▶ **YOUR ASSIGNMENT**: Find every line below that contains the word "sheen" and copy it out.

══ PROVIDED RECORDS ══

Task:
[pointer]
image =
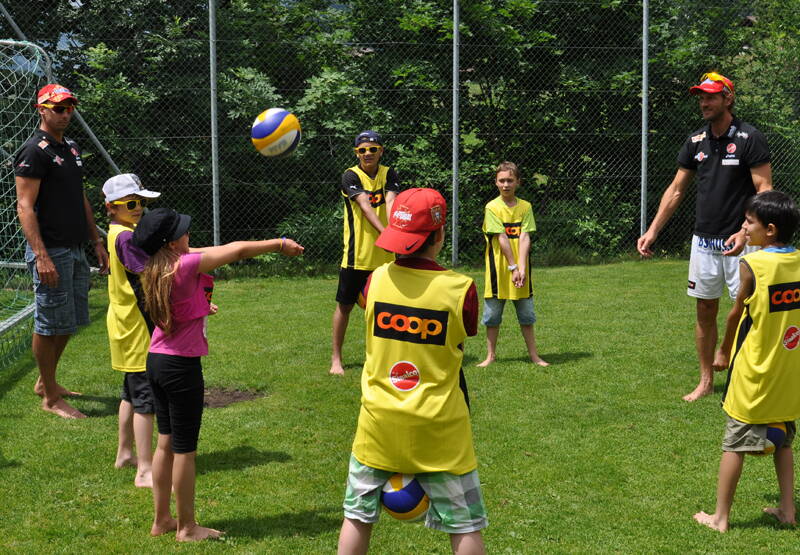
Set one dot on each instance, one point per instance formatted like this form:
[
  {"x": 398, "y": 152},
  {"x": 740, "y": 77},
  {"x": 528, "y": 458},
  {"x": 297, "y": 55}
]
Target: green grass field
[{"x": 596, "y": 453}]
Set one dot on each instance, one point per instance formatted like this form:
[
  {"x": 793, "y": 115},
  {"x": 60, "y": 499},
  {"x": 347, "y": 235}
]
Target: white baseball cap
[{"x": 126, "y": 184}]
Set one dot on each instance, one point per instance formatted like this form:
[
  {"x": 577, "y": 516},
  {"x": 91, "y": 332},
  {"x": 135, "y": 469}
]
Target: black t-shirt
[
  {"x": 59, "y": 206},
  {"x": 351, "y": 184},
  {"x": 724, "y": 182}
]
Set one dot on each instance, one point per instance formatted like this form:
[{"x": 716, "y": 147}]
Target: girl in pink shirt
[{"x": 177, "y": 289}]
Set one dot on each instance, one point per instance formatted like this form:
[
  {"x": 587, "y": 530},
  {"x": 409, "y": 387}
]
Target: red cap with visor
[{"x": 415, "y": 214}]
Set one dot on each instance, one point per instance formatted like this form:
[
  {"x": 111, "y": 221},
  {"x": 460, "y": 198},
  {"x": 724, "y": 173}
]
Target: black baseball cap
[
  {"x": 158, "y": 227},
  {"x": 368, "y": 137}
]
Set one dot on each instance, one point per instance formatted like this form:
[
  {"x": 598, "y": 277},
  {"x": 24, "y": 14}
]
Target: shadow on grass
[
  {"x": 237, "y": 458},
  {"x": 96, "y": 406},
  {"x": 305, "y": 523},
  {"x": 9, "y": 377}
]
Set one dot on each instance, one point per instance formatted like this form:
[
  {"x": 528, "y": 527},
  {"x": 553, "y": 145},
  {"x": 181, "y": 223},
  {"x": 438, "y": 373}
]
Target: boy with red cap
[
  {"x": 414, "y": 415},
  {"x": 57, "y": 221},
  {"x": 732, "y": 162}
]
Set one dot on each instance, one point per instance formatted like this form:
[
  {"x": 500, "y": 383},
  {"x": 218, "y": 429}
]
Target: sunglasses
[
  {"x": 59, "y": 109},
  {"x": 130, "y": 204},
  {"x": 365, "y": 149}
]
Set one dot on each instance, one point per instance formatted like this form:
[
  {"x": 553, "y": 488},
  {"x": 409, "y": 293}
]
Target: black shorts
[
  {"x": 178, "y": 386},
  {"x": 351, "y": 283},
  {"x": 137, "y": 391}
]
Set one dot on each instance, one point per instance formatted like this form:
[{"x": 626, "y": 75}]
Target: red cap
[
  {"x": 713, "y": 83},
  {"x": 415, "y": 213},
  {"x": 54, "y": 93}
]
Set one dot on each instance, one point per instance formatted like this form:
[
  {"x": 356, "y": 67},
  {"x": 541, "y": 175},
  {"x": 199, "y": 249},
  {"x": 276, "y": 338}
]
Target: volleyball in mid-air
[
  {"x": 275, "y": 132},
  {"x": 776, "y": 435},
  {"x": 404, "y": 498}
]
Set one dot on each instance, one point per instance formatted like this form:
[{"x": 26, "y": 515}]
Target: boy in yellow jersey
[
  {"x": 129, "y": 328},
  {"x": 368, "y": 190},
  {"x": 764, "y": 370},
  {"x": 507, "y": 222},
  {"x": 414, "y": 415}
]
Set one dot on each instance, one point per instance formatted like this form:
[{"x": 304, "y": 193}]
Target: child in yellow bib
[
  {"x": 507, "y": 224},
  {"x": 414, "y": 415},
  {"x": 129, "y": 328},
  {"x": 761, "y": 395}
]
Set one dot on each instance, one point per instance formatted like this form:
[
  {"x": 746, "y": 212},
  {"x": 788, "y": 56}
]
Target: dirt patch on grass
[{"x": 216, "y": 397}]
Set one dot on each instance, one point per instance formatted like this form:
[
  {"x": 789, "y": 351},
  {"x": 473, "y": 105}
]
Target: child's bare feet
[
  {"x": 487, "y": 362},
  {"x": 712, "y": 521},
  {"x": 197, "y": 533},
  {"x": 144, "y": 479},
  {"x": 780, "y": 516},
  {"x": 62, "y": 408},
  {"x": 700, "y": 391},
  {"x": 159, "y": 528}
]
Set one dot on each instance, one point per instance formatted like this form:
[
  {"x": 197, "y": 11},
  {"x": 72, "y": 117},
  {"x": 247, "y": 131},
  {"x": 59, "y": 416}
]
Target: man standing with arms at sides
[
  {"x": 732, "y": 163},
  {"x": 57, "y": 220},
  {"x": 368, "y": 190}
]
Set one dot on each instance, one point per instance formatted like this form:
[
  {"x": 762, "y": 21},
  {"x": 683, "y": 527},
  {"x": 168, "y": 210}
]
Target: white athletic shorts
[{"x": 710, "y": 270}]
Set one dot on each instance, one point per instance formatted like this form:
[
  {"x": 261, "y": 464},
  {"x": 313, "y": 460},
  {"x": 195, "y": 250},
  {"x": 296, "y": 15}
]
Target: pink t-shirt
[{"x": 190, "y": 298}]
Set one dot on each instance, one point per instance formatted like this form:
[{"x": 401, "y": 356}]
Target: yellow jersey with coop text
[
  {"x": 513, "y": 221},
  {"x": 360, "y": 252},
  {"x": 764, "y": 375},
  {"x": 414, "y": 417}
]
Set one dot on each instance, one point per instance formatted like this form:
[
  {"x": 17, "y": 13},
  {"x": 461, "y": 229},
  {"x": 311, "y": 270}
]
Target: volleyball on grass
[
  {"x": 275, "y": 132},
  {"x": 776, "y": 435},
  {"x": 404, "y": 498}
]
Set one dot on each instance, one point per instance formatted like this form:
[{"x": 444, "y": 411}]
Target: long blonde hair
[{"x": 157, "y": 278}]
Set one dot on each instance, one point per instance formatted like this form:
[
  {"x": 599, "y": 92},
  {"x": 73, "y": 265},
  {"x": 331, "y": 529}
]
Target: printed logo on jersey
[
  {"x": 784, "y": 296},
  {"x": 404, "y": 375},
  {"x": 791, "y": 338},
  {"x": 405, "y": 323},
  {"x": 513, "y": 229},
  {"x": 376, "y": 198}
]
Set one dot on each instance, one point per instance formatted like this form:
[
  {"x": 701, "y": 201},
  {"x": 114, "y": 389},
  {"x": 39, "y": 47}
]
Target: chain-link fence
[{"x": 553, "y": 85}]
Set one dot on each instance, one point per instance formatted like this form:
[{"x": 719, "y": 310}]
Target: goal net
[{"x": 24, "y": 67}]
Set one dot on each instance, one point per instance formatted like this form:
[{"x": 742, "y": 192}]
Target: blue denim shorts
[
  {"x": 493, "y": 311},
  {"x": 61, "y": 309}
]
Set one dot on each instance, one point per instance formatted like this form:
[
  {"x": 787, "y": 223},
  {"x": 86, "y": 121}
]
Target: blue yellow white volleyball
[
  {"x": 275, "y": 132},
  {"x": 404, "y": 498},
  {"x": 776, "y": 435}
]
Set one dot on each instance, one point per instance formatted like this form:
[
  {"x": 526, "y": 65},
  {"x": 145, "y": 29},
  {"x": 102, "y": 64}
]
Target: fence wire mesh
[{"x": 554, "y": 86}]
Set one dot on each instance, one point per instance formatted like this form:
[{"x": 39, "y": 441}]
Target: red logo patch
[
  {"x": 404, "y": 375},
  {"x": 791, "y": 338}
]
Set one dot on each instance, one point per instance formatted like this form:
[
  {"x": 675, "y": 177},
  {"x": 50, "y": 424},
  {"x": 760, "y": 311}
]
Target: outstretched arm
[
  {"x": 214, "y": 257},
  {"x": 670, "y": 201}
]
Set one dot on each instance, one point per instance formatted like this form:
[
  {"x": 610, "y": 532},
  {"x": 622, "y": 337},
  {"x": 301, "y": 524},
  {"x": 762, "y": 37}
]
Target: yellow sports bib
[
  {"x": 764, "y": 376},
  {"x": 413, "y": 414}
]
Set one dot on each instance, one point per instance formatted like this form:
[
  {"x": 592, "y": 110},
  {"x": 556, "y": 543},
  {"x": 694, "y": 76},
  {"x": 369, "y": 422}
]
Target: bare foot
[
  {"x": 62, "y": 408},
  {"x": 144, "y": 479},
  {"x": 60, "y": 390},
  {"x": 336, "y": 369},
  {"x": 125, "y": 458},
  {"x": 197, "y": 533},
  {"x": 487, "y": 362},
  {"x": 699, "y": 391},
  {"x": 711, "y": 521},
  {"x": 779, "y": 515},
  {"x": 159, "y": 528}
]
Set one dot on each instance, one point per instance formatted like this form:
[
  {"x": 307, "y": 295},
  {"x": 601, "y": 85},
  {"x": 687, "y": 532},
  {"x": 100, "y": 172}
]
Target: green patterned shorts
[{"x": 456, "y": 502}]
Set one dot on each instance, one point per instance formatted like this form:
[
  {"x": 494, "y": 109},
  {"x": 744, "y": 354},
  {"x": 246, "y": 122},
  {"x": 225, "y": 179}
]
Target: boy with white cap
[{"x": 129, "y": 327}]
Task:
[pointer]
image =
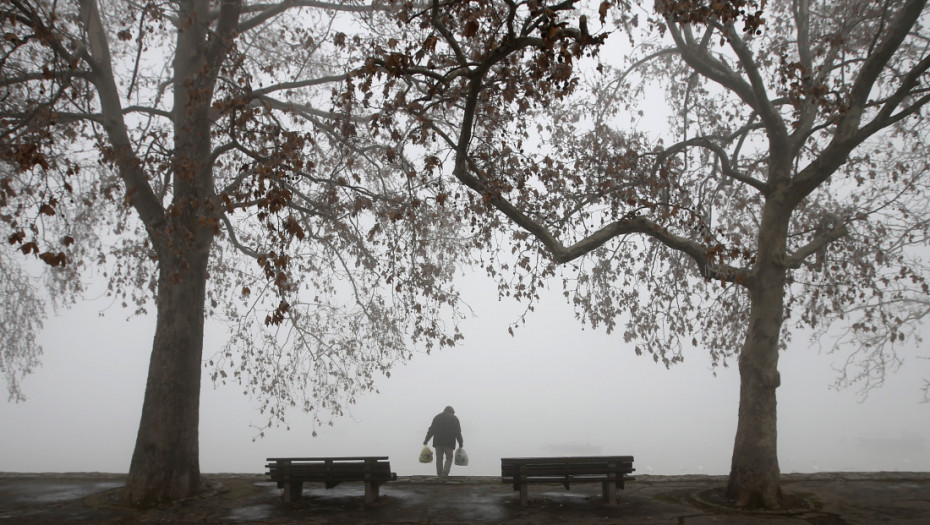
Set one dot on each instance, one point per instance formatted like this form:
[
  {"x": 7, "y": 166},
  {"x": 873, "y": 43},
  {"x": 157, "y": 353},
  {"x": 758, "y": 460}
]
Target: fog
[{"x": 553, "y": 389}]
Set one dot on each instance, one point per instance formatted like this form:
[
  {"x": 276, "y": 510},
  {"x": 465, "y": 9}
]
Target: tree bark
[
  {"x": 165, "y": 463},
  {"x": 755, "y": 477}
]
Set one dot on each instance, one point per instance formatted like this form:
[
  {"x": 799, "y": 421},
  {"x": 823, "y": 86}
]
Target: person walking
[{"x": 445, "y": 431}]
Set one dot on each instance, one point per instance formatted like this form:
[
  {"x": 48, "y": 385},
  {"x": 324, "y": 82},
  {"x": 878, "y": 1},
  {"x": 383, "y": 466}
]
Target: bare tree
[
  {"x": 189, "y": 150},
  {"x": 790, "y": 191}
]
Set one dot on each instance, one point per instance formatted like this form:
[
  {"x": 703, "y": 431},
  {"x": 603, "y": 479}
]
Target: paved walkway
[{"x": 823, "y": 499}]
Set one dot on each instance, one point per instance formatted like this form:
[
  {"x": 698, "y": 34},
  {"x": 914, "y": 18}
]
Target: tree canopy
[
  {"x": 788, "y": 190},
  {"x": 189, "y": 153}
]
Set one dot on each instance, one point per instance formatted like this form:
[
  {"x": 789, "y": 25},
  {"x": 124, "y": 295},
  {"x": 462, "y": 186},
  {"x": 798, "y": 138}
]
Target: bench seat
[
  {"x": 291, "y": 473},
  {"x": 611, "y": 471}
]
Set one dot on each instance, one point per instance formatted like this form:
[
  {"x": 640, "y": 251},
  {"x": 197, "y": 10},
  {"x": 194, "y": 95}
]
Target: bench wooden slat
[
  {"x": 291, "y": 473},
  {"x": 610, "y": 471}
]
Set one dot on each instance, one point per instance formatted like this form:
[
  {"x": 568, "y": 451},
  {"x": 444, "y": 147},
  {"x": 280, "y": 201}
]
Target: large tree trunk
[
  {"x": 165, "y": 463},
  {"x": 755, "y": 478},
  {"x": 754, "y": 472}
]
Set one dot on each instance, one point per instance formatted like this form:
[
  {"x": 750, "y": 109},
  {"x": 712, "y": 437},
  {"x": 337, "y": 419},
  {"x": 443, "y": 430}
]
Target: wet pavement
[{"x": 816, "y": 499}]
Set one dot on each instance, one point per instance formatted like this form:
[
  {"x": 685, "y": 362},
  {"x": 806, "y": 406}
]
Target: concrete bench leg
[
  {"x": 292, "y": 491},
  {"x": 610, "y": 492}
]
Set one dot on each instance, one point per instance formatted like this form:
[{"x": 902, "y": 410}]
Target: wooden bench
[
  {"x": 291, "y": 473},
  {"x": 610, "y": 471}
]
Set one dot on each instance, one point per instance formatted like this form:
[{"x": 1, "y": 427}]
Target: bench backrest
[
  {"x": 566, "y": 466},
  {"x": 355, "y": 467}
]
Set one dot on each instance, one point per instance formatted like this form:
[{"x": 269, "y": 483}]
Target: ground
[{"x": 815, "y": 499}]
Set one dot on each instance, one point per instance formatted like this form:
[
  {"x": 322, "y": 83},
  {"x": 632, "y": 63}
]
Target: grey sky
[{"x": 553, "y": 389}]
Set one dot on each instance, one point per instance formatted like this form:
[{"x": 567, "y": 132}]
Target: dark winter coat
[{"x": 445, "y": 430}]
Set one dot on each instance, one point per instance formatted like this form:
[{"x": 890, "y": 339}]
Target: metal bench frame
[
  {"x": 610, "y": 471},
  {"x": 291, "y": 473}
]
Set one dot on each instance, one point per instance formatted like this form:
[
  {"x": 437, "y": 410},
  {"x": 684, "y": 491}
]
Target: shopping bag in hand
[{"x": 426, "y": 455}]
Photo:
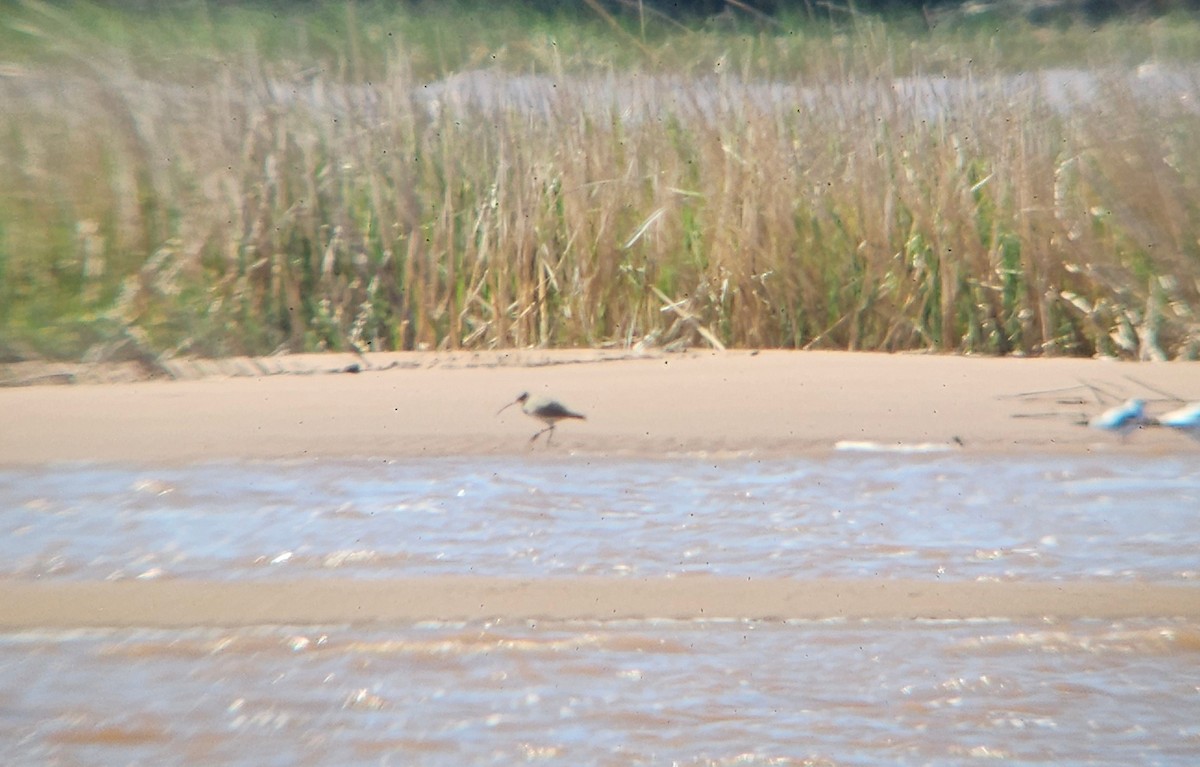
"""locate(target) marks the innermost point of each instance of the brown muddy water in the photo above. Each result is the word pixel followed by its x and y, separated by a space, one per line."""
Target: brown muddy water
pixel 649 691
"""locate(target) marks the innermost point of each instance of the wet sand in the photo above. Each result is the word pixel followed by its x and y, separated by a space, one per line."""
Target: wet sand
pixel 773 403
pixel 179 604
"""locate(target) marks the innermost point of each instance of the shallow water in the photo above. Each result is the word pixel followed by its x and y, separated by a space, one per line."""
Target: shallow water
pixel 647 693
pixel 933 516
pixel 633 693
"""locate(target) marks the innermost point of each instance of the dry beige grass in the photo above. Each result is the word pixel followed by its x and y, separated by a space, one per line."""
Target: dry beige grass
pixel 251 208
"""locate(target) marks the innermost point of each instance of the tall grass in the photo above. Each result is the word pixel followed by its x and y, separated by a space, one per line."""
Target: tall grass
pixel 232 201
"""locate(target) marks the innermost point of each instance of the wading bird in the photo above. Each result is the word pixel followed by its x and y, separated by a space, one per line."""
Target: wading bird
pixel 1186 419
pixel 1121 419
pixel 545 409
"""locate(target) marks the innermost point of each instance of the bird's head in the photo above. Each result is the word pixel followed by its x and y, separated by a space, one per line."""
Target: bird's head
pixel 520 400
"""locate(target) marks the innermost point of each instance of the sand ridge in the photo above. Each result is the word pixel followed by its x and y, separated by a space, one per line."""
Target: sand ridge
pixel 769 403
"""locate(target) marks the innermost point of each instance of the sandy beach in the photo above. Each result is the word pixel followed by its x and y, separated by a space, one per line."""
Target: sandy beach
pixel 769 403
pixel 705 405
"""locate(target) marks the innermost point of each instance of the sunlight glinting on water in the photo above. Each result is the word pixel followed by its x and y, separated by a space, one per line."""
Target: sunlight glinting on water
pixel 940 516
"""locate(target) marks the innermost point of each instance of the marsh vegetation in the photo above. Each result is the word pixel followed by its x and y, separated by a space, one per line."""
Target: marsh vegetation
pixel 209 180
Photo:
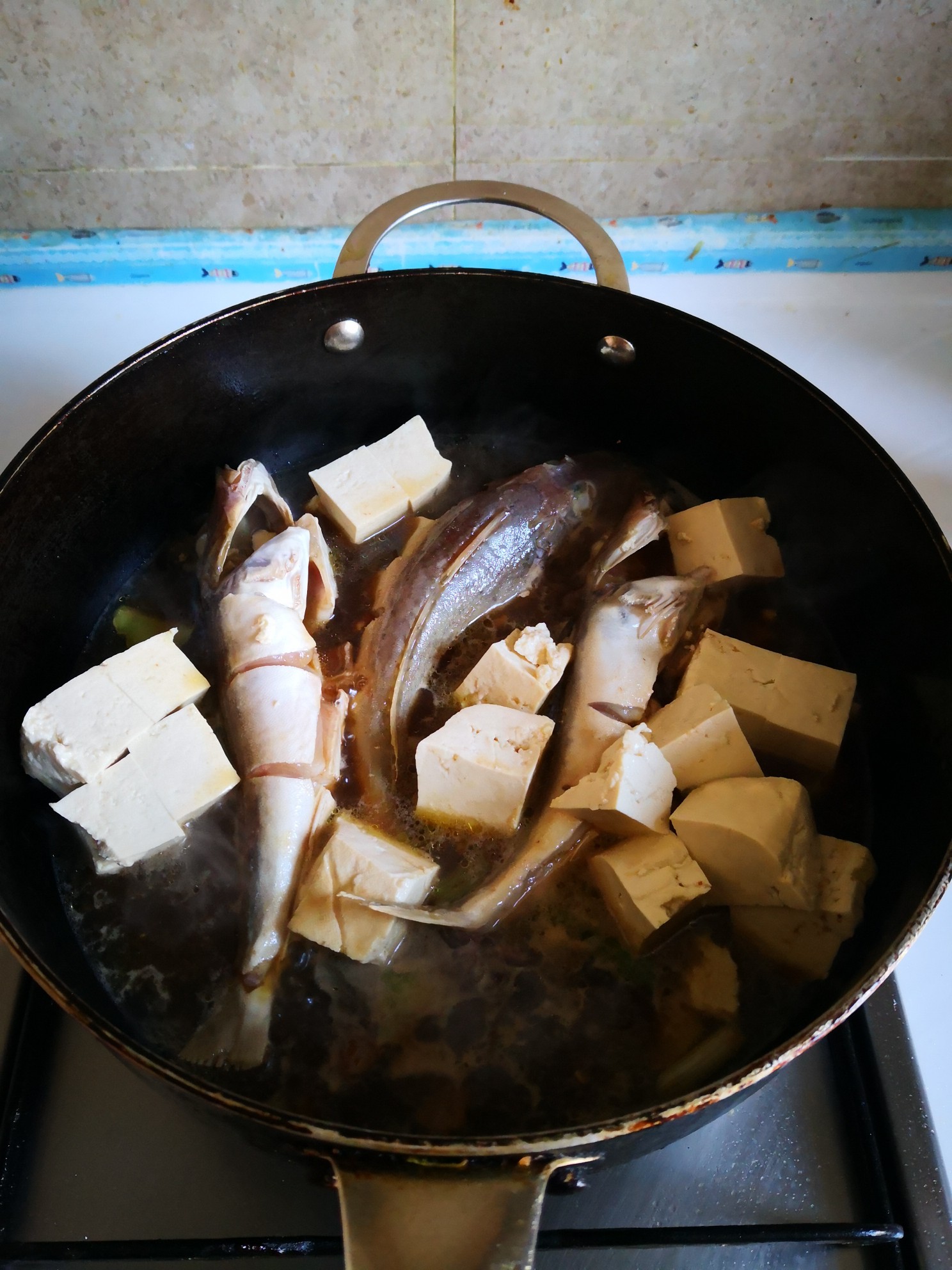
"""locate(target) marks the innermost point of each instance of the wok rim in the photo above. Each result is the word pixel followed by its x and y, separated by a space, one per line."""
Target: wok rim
pixel 317 1133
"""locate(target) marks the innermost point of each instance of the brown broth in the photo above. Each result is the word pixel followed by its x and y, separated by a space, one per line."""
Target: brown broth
pixel 543 1023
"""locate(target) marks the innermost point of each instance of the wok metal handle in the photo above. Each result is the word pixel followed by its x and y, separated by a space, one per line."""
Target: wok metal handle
pixel 357 252
pixel 441 1217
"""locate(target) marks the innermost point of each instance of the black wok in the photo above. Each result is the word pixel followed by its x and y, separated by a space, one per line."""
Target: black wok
pixel 130 462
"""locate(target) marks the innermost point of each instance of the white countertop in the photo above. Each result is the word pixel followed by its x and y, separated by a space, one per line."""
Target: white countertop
pixel 878 344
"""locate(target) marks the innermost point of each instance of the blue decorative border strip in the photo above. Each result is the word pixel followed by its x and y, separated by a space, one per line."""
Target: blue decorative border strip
pixel 873 240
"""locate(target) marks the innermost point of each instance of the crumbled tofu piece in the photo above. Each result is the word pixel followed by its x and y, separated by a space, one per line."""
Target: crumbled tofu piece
pixel 413 460
pixel 358 860
pixel 158 676
pixel 727 536
pixel 121 817
pixel 756 840
pixel 274 719
pixel 807 943
pixel 257 631
pixel 788 708
pixel 477 768
pixel 186 764
pixel 711 981
pixel 374 486
pixel 360 495
pixel 630 793
pixel 701 738
pixel 79 730
pixel 645 881
pixel 518 671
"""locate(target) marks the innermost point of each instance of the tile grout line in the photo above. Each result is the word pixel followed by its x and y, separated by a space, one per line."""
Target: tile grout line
pixel 452 76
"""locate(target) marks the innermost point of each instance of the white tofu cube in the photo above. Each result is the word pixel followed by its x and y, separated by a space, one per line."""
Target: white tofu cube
pixel 121 817
pixel 756 840
pixel 727 536
pixel 375 485
pixel 413 460
pixel 807 943
pixel 847 872
pixel 786 708
pixel 358 860
pixel 701 738
pixel 186 764
pixel 630 793
pixel 518 671
pixel 158 676
pixel 360 495
pixel 476 770
pixel 80 729
pixel 645 881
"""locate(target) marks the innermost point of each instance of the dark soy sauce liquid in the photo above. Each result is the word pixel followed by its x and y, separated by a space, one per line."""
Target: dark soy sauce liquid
pixel 543 1023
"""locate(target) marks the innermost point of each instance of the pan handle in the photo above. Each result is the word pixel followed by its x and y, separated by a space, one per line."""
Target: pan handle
pixel 436 1216
pixel 357 252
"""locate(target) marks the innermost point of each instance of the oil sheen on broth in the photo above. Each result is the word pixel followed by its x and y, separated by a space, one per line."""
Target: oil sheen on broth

═══

▶ **ANSWER TO THIS TASK**:
"""locate(target) marks the innermost point of each instance of the oil sheen on broth in the photo above. Each result is the word pixel followed by its x and y, separated by a space, one per line."""
Target: oil sheen on broth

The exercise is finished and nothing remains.